**Text section**:
******

Like all artificial lift systems, the compressor is meant to be used when natural flow has stopped. The Cerritos, California-based Upwing believes that after 2-3 years the bottomhole pressure in most horizontal gas wells is low enough for the compressor to be used as a way to draw down pressure even further, both in the well and the reservoir’s fracture network.

“It turns out, the same thing that is happening in the wellbore with the liquid loading is happening inside the reservoir—the little pores are getting liquid loading due to the capillary effect,” explained Artinian.

With a constant source of suction, the trapped liquids can be moved from the nano-sized pore throats, creating new pathways for free gas flow. Work done so far suggests a pressure-reduction ratio of roughly 3:1 does the job, e.g. a bottomhole pressure of 900 psi would set the compressor’s target at around 300 psi.

As the gas and liquids exit the compressor, the increased velocity carries a continuous stream all the way to the wellhead, preventing liquid build up and slugging. Initial field tests of a prototype showed the compressor was able to lift 150 bbl of water per 1 mmscf. “That’s a significant amount of liquids—more than what most unconventional wells are producing today,” said Artinian.

Pilots to Prove Reservoir Response

In 2016, shortly after the firm was founded, Upwing tested four prototype compressors in wells in Texas. Production in these wells saw an increase ranging between 30-58%. The aim for the fully developed version is a 75-100% boost in gas output, “which directly translates to a minimum of 10-20% more recoverability of an unconventional well,” said Artinian, adding that the return on investment is expected to be between 6 months and a year.

******

Position identification records:
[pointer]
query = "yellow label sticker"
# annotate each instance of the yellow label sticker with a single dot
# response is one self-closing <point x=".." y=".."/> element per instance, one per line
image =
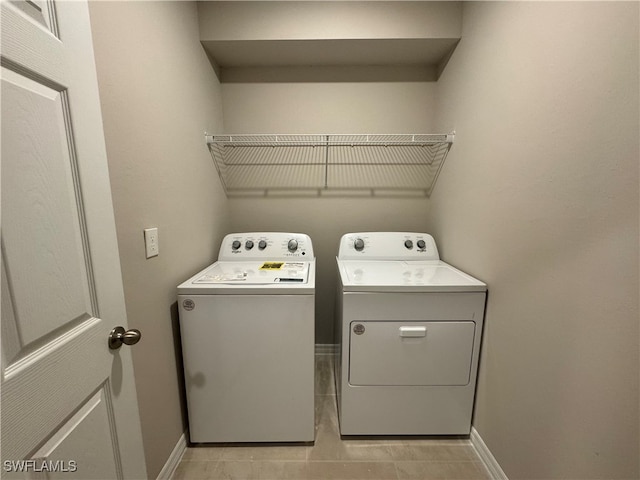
<point x="272" y="266"/>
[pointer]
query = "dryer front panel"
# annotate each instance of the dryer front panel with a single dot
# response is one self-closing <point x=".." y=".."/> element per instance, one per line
<point x="410" y="353"/>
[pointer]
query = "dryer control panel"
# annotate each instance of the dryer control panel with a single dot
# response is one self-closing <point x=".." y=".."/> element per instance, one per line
<point x="387" y="246"/>
<point x="266" y="246"/>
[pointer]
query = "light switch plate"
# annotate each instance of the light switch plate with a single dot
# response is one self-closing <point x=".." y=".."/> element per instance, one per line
<point x="151" y="246"/>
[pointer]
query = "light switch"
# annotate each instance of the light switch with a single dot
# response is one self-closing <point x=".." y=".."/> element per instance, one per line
<point x="151" y="242"/>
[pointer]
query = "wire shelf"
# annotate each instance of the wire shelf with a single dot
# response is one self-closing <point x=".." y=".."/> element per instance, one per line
<point x="328" y="164"/>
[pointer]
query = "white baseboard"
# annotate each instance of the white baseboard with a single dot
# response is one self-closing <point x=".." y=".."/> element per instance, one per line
<point x="174" y="459"/>
<point x="326" y="348"/>
<point x="490" y="462"/>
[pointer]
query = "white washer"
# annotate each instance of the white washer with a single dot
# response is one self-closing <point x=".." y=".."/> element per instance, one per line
<point x="408" y="328"/>
<point x="247" y="327"/>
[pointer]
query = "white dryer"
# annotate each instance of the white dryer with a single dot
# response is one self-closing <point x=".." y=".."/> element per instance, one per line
<point x="409" y="328"/>
<point x="247" y="327"/>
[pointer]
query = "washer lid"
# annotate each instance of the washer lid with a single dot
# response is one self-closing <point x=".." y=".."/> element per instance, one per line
<point x="252" y="277"/>
<point x="402" y="276"/>
<point x="255" y="273"/>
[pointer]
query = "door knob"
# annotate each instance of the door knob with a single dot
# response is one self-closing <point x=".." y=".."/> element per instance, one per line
<point x="119" y="335"/>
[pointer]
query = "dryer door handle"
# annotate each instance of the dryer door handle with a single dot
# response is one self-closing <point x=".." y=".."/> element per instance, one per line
<point x="419" y="331"/>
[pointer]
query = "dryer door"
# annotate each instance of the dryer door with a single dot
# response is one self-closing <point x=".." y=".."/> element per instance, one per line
<point x="411" y="353"/>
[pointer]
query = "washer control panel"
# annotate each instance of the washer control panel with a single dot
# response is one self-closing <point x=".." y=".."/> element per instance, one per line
<point x="388" y="246"/>
<point x="266" y="245"/>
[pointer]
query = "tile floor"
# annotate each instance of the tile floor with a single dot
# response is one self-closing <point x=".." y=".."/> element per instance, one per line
<point x="332" y="457"/>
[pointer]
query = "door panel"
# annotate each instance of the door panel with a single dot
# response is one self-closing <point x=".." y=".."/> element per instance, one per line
<point x="67" y="401"/>
<point x="42" y="228"/>
<point x="411" y="353"/>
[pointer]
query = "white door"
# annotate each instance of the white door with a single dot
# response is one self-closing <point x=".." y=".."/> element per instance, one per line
<point x="68" y="401"/>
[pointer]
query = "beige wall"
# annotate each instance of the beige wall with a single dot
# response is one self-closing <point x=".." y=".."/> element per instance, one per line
<point x="539" y="198"/>
<point x="159" y="95"/>
<point x="337" y="107"/>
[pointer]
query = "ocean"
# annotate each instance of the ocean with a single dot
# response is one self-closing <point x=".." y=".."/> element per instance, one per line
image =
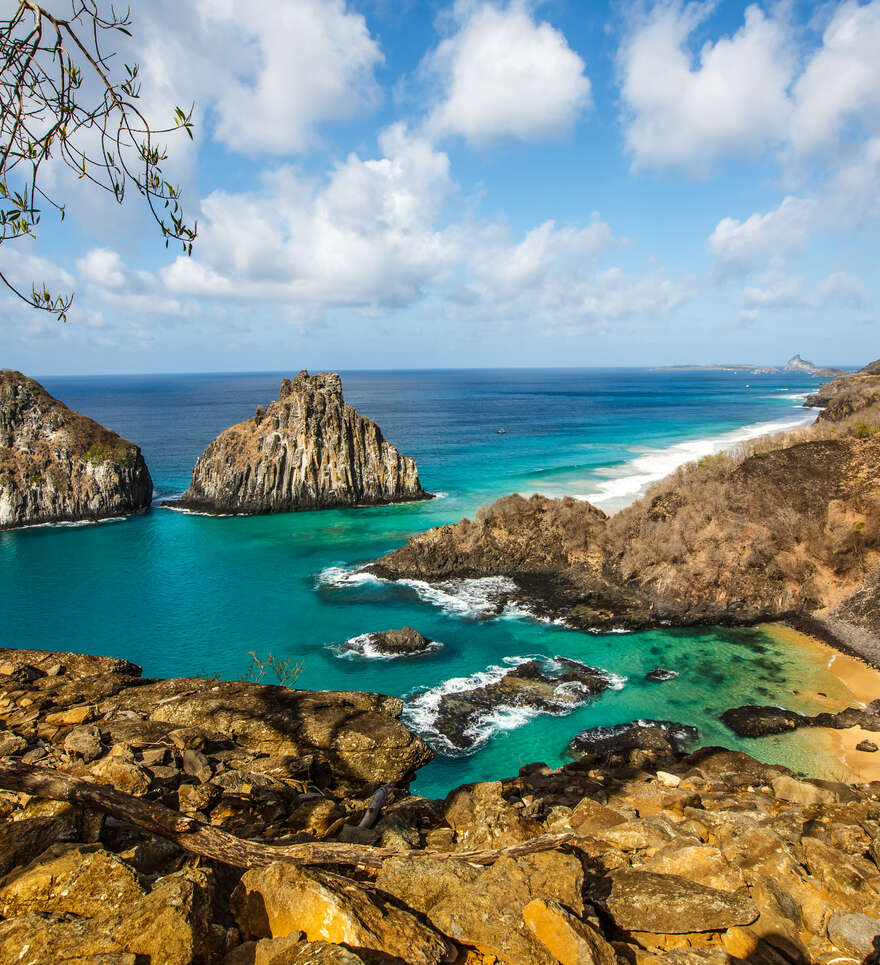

******

**Tasks to perform**:
A: Extract the passage on Upwing's compressor from "Pilots to Prove" up to and including "and a year.".
B: Write the next part of the passage on Upwing's compressor, picking up after its final sentence.
This material comes from a separate source.

**Exercise results**:
A:
Pilots to Prove Reservoir Response

In 2016, shortly after the firm was founded, Upwing tested four prototype compressors in wells in Texas. Production in these wells saw an increase ranging between 30-58%. The aim for the fully developed version is a 75-100% boost in gas output, “which directly translates to a minimum of 10-20% more recoverability of an unconventional well,” said Artinian, adding that the return on investment is expected to be between 6 months and a year.

B:
Those are all big numbers, and the quick math says that such a system would hand operators a way to increase production while drilling far fewer wells in the future. Whether this promise holds may be decided soon since Upwing is in the midst of launching four new field pilots in the Eagle Ford, Marcellus, and Utica shales, along with the San Juan Basin, known for its coalbed methane deposits.

Two of these deployments will involve unconventional assets owned by Norwegian oil and gas company Equinor, which took a 15% ownership stake in the startup last year after making an unspecified investment. Equinor’s pilots are designed as a proof of concept, and will be using the prototype version of Upwing’s compressor system that relies on ball bearings instead of the fully magnetic system being developed for commercial use.

“The potential for this is huge,” said Mehdi Rafiee, an investment manager with Equinor in Houston who has a reservoir engineering background and led some of the early research into Upwing. He said the pilots will focus on the reservoir’s production response to a lower bottomhole pressure. “In theory this should work fine, however, we need to prove it in the field before rolling out commercial units,” added Rafiee.

If development efforts continue in the right direction, then the biggest test for downhole compression may be whether it nabs market share from the plunger lift market. Plunger lift systems function by allowing liquid loading to occur before dropping a steel plunger to help production-blocking fluids flow out to surface. While their efficiency may be questioned, many operators view plunger lift as a simple and cost-effective method for producing liquid-rich wells.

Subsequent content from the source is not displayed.